- [Exercise details]
Retype the rows below character for character, everything from the line containing "Identify the back" down to the line containing "[7,237,17,267]", with both of those lines included.

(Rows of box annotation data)
▬▬▬▬▬▬▬▬▬▬
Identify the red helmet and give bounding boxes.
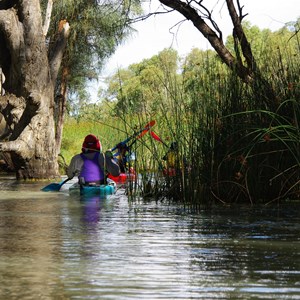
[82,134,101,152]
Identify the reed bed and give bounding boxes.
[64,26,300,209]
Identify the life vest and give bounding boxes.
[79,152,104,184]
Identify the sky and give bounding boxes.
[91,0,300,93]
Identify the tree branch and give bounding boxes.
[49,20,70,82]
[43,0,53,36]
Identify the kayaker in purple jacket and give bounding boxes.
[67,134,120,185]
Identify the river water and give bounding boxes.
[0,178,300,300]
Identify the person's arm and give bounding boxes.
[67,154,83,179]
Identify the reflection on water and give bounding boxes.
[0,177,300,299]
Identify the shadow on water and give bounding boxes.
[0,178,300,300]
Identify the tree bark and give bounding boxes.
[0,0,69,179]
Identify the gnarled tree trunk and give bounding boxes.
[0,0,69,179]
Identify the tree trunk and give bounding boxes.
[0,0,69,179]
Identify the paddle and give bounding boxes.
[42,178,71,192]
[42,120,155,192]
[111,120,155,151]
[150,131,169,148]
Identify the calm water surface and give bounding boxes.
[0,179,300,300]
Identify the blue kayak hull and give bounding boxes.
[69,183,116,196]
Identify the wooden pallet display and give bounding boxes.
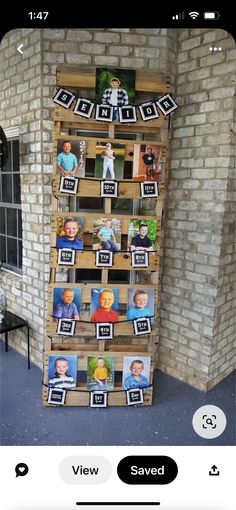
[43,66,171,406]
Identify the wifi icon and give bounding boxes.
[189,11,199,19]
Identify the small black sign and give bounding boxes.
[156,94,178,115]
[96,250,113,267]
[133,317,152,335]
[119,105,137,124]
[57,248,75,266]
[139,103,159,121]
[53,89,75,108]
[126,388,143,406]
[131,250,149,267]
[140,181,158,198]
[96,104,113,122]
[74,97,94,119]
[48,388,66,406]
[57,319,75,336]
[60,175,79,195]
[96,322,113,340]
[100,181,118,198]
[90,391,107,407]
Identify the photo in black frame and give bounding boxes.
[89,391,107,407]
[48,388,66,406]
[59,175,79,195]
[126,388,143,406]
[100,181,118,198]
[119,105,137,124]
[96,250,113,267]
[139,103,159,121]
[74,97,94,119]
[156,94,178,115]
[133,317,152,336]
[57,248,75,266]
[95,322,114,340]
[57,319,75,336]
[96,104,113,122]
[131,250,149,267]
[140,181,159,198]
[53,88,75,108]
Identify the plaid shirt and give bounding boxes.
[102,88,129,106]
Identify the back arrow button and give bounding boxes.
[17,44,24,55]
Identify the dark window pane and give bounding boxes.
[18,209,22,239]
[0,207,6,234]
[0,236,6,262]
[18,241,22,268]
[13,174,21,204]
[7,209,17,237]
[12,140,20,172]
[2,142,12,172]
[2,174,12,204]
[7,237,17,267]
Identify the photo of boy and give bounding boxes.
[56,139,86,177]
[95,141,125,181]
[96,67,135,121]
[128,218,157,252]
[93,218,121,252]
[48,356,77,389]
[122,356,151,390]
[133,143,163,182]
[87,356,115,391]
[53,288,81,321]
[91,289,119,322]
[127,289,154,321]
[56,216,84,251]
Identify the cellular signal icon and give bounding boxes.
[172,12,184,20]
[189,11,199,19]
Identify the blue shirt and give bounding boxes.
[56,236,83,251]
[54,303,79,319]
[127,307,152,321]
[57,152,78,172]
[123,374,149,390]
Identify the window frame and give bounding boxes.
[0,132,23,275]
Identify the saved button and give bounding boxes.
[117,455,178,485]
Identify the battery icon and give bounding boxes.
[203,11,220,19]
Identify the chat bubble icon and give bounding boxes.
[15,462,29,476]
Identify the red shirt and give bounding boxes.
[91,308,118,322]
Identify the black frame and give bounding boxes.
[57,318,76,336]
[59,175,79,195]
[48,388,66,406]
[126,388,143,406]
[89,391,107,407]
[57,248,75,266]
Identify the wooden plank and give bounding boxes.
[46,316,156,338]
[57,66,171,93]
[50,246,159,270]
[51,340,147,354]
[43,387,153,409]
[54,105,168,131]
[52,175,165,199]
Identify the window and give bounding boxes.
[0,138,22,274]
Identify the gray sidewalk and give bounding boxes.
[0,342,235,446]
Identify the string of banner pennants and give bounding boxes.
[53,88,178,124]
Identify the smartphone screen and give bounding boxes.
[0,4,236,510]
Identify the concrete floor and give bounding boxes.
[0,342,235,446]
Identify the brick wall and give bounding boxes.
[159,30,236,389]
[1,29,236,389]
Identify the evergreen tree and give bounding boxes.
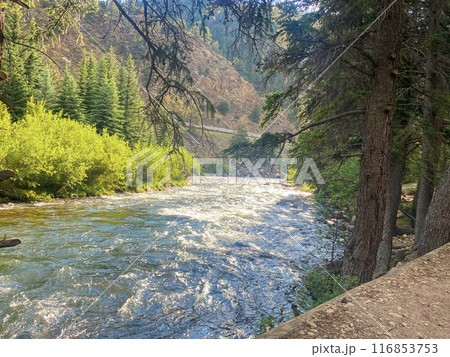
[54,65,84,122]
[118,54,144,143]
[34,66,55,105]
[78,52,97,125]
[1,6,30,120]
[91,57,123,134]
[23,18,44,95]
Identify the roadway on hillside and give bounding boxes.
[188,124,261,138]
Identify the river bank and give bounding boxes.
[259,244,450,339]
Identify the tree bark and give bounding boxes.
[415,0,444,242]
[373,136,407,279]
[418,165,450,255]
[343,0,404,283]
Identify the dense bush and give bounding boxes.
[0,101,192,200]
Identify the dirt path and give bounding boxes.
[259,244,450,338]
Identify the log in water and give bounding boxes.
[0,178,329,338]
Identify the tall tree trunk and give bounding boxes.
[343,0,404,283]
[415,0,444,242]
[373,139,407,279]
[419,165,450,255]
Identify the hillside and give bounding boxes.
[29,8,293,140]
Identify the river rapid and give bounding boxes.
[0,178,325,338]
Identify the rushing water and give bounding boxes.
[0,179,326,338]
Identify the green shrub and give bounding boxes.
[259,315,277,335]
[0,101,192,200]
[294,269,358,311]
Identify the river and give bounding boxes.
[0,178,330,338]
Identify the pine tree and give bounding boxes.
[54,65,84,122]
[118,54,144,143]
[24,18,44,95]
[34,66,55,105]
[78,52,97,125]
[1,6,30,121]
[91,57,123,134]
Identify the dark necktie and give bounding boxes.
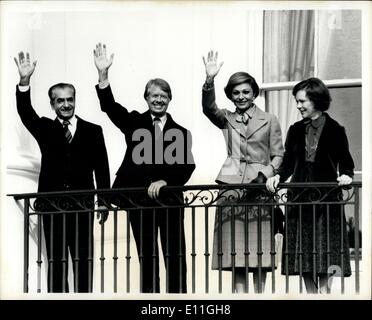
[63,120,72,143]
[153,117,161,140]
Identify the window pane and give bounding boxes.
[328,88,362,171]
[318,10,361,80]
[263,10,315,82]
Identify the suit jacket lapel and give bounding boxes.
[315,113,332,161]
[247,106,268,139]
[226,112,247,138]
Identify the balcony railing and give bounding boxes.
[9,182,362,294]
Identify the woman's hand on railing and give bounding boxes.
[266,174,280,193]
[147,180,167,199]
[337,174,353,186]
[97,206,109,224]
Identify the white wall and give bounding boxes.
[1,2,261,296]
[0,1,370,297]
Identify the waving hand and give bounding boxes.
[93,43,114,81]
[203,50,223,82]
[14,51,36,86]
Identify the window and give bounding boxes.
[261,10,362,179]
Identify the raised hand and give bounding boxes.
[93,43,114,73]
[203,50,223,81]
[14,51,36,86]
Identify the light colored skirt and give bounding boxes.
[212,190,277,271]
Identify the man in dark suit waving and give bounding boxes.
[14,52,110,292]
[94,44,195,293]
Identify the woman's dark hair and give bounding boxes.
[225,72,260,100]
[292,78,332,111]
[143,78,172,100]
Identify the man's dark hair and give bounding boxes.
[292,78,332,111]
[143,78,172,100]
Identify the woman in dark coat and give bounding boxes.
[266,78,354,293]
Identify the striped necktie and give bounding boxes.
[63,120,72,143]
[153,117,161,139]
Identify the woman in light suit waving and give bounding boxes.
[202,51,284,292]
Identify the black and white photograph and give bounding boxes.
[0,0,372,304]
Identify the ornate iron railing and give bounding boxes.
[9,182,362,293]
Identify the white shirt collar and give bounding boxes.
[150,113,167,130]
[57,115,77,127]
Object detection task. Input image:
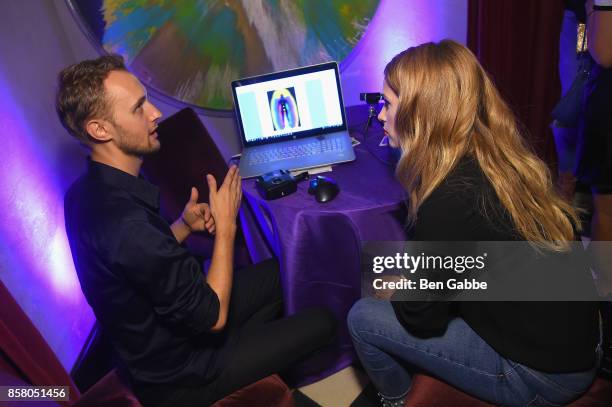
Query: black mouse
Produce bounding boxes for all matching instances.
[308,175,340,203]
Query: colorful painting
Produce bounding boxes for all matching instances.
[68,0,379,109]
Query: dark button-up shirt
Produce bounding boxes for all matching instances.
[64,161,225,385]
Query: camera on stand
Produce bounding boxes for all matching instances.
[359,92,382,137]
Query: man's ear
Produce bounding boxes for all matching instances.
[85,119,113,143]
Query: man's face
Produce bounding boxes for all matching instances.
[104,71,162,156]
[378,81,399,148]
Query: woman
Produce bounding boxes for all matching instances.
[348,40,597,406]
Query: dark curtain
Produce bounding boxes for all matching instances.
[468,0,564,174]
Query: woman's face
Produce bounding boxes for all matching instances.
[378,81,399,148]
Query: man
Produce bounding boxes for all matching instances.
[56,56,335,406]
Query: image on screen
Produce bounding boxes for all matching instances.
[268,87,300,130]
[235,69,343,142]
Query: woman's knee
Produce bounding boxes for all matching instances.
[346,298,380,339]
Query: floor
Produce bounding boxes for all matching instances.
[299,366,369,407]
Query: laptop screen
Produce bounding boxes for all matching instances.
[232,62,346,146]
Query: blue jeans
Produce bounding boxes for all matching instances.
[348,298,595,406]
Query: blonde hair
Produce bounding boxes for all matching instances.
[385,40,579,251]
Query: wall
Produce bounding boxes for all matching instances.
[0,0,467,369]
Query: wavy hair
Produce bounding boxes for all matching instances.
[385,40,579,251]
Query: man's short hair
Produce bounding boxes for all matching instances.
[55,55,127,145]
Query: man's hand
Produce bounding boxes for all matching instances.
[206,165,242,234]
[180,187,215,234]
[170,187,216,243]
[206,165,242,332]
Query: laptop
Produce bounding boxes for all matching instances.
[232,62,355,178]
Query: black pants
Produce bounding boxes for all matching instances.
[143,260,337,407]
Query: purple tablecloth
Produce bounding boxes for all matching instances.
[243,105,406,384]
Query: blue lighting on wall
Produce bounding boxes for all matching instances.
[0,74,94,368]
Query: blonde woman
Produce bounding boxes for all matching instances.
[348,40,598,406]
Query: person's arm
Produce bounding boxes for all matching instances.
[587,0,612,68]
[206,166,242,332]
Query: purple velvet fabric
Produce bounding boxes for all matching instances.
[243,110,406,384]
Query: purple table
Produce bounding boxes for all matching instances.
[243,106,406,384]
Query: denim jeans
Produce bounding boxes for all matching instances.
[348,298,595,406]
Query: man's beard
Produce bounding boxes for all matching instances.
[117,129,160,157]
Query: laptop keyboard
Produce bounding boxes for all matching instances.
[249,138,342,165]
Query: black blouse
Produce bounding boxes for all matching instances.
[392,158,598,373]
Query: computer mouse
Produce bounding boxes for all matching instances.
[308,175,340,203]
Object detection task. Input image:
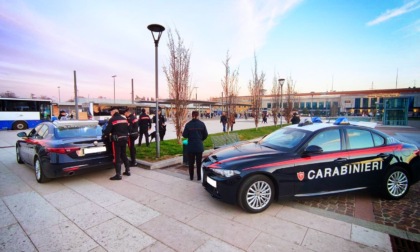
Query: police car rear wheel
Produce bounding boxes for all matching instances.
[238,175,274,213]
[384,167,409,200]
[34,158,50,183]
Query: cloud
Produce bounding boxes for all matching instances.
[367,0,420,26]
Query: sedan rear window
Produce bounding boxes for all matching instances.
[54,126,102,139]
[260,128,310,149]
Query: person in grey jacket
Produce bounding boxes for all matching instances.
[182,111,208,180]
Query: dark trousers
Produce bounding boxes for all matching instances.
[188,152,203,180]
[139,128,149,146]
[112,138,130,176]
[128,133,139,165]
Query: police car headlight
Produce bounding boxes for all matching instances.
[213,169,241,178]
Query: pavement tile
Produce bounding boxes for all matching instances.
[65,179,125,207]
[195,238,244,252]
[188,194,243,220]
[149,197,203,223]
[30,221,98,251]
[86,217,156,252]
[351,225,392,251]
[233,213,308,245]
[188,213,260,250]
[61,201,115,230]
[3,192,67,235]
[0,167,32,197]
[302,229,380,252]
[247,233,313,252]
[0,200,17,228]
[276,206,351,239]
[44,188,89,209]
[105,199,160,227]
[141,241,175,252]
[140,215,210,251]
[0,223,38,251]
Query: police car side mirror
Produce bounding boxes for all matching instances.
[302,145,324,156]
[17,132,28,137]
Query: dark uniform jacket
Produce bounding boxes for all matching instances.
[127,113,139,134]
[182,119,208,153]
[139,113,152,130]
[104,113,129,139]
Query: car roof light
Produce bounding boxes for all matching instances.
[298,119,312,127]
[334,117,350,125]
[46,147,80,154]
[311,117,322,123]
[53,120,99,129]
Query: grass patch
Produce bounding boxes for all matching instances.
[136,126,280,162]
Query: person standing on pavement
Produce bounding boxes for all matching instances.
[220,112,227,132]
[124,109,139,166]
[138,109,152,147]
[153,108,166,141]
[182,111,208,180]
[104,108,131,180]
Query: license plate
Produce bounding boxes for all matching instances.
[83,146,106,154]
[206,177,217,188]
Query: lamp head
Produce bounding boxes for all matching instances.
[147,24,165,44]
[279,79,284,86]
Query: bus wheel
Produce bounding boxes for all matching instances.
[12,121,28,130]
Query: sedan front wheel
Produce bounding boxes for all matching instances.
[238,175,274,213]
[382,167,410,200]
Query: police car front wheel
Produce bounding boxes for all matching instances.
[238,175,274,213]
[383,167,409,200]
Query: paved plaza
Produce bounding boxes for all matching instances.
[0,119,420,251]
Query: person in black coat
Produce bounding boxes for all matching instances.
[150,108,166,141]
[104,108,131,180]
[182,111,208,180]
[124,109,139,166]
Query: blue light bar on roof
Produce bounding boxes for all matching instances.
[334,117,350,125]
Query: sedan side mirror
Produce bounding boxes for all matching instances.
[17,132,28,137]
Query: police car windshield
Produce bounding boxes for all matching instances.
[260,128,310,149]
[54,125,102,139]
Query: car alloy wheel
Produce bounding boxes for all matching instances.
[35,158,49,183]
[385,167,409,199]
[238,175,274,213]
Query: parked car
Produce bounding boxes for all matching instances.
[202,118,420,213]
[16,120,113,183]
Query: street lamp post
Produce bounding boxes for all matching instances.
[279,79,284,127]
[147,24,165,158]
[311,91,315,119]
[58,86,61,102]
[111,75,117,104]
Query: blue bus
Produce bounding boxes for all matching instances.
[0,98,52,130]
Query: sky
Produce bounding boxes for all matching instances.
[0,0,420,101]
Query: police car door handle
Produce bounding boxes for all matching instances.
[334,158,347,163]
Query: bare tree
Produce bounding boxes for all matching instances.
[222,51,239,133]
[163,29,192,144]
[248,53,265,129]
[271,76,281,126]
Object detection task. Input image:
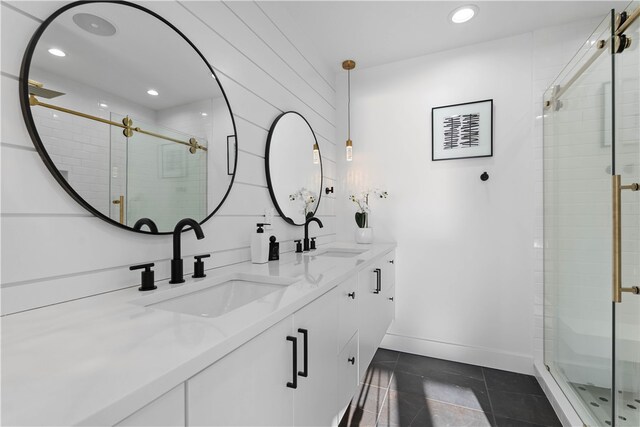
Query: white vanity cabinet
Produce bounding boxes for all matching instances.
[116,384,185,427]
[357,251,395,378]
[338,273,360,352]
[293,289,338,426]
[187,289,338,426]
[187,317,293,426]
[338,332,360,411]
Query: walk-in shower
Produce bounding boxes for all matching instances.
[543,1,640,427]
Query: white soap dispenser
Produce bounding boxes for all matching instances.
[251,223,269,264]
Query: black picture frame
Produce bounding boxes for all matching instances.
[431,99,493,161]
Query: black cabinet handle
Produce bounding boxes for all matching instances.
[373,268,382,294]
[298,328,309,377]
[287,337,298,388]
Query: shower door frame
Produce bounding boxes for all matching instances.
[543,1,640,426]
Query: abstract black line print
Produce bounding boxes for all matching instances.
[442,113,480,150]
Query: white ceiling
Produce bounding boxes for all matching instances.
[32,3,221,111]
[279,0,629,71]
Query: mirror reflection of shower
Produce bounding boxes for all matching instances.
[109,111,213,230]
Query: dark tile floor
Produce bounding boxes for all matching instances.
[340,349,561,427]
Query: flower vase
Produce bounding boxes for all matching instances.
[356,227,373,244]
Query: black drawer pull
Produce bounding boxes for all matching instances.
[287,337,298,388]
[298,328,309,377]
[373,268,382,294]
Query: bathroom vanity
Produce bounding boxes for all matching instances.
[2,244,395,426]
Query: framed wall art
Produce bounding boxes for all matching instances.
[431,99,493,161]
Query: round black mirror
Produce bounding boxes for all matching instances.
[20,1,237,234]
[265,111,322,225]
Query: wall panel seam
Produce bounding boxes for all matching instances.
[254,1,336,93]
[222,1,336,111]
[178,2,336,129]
▬▬▬▬▬▬▬▬▬▬
- [Written response]
Identify the back arrow button and give bounding boxes.
[17,44,24,55]
Identify the dark window pane and give bounding boxes.
[18,209,22,239]
[0,207,6,234]
[0,236,6,262]
[18,241,22,268]
[13,174,21,204]
[7,209,17,237]
[12,140,20,172]
[2,142,12,172]
[2,174,12,204]
[7,237,17,267]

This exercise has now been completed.